[Object position labeling data]
_____

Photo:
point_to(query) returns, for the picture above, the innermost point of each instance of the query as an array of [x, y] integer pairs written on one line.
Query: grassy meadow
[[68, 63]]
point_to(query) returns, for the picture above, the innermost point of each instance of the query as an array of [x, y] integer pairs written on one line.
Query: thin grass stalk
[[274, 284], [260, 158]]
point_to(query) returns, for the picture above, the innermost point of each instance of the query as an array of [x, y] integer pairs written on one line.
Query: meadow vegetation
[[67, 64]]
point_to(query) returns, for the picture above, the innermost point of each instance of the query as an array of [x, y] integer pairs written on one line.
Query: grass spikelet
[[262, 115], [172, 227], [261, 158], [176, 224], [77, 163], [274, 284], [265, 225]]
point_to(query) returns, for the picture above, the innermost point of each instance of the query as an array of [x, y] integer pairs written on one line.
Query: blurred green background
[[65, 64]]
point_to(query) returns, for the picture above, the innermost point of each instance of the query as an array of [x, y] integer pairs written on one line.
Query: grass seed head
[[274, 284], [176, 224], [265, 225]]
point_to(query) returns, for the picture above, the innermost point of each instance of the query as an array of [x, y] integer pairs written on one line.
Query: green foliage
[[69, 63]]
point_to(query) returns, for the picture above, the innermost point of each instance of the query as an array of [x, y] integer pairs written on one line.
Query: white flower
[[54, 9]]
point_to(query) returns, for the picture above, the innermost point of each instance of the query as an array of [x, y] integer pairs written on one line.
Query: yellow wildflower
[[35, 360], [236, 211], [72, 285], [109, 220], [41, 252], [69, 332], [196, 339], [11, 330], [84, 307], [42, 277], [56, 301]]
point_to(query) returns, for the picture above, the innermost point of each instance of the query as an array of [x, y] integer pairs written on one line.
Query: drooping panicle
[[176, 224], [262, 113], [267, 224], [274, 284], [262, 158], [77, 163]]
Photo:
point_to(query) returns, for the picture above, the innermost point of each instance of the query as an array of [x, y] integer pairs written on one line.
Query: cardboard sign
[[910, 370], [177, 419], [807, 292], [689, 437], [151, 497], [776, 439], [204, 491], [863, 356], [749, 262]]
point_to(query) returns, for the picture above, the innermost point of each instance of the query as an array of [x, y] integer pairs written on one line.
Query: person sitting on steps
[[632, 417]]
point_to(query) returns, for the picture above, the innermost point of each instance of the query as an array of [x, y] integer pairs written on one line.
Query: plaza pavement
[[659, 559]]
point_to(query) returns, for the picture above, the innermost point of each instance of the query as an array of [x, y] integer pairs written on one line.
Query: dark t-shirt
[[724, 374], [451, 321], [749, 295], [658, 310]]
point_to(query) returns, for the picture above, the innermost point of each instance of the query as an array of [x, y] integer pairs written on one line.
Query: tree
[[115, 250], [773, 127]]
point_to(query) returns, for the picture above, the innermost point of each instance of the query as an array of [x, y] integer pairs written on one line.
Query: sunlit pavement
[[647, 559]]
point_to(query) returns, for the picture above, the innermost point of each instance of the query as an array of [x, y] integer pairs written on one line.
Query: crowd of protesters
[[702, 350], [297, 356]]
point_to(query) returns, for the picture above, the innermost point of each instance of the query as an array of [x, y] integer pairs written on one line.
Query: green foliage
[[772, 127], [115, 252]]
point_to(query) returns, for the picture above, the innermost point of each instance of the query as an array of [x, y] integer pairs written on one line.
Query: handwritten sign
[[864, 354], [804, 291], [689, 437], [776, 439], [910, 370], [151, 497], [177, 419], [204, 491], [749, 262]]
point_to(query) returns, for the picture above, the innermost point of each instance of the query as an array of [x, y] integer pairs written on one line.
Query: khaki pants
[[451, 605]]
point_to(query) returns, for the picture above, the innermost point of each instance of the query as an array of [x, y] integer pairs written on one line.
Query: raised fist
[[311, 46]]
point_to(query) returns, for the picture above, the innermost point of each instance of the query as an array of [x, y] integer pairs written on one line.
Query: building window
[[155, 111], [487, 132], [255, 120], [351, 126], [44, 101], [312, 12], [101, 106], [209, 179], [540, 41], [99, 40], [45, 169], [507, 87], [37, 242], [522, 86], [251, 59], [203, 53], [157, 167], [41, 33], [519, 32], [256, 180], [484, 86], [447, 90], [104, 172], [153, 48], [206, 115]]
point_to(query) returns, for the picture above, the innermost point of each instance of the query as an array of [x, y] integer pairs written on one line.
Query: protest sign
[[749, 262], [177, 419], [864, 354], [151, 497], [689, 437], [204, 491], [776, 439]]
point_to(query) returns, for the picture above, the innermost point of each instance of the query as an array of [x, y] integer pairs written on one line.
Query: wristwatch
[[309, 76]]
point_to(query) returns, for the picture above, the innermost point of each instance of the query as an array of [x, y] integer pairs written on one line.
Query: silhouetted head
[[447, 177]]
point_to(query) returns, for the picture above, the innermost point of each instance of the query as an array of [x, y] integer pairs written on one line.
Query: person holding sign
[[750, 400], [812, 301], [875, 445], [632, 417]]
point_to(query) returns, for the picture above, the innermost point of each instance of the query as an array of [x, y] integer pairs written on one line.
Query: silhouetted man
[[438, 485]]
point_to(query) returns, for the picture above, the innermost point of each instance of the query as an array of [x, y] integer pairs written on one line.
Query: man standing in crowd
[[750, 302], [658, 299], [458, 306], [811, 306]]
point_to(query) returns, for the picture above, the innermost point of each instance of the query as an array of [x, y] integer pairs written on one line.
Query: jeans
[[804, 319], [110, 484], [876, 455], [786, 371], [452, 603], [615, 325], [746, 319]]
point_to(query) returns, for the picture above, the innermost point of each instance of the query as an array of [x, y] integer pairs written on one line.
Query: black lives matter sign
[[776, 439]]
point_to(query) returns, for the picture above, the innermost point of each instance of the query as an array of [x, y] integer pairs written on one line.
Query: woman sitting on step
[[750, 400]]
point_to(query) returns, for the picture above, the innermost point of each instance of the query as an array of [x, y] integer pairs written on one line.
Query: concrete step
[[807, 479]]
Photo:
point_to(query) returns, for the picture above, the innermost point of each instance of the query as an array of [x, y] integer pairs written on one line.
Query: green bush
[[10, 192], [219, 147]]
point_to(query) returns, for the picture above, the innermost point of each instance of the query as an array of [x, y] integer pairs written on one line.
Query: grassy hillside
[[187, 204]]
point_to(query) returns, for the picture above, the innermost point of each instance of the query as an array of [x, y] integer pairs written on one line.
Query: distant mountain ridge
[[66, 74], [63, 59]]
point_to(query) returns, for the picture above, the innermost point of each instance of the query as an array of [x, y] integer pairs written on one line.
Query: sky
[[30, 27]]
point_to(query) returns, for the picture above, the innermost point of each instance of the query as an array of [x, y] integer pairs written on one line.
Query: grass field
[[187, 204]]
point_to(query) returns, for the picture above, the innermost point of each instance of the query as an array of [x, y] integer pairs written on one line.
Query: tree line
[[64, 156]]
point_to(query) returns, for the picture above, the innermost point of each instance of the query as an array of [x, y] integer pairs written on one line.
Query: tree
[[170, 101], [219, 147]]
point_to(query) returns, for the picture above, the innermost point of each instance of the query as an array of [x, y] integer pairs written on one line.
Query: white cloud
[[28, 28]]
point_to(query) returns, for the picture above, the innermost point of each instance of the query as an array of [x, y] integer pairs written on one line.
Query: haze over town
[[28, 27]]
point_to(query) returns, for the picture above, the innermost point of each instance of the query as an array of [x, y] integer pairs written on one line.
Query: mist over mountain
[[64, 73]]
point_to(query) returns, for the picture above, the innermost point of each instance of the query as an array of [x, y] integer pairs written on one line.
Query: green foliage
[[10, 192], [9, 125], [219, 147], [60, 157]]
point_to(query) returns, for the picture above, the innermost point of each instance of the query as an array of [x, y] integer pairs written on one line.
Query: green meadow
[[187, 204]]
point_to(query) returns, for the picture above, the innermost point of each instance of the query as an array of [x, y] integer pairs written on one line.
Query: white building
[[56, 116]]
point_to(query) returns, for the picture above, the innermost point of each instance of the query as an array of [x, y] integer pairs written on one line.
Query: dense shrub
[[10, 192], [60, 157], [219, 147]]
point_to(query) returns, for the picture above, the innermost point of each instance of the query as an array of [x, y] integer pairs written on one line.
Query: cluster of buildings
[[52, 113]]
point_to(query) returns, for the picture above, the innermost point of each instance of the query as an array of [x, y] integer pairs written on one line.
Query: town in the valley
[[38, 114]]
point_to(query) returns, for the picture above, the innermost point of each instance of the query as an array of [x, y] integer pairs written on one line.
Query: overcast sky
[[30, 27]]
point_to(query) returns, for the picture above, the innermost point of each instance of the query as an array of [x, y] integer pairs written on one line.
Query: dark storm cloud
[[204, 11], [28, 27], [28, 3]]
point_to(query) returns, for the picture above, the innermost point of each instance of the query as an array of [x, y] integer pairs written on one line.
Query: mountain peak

_____

[Given instruction] Which lines in the data above contain the string "town"? Return each of those lines in full, treating case as significant.

[Answer]
Query: haze over town
Query: town in the valley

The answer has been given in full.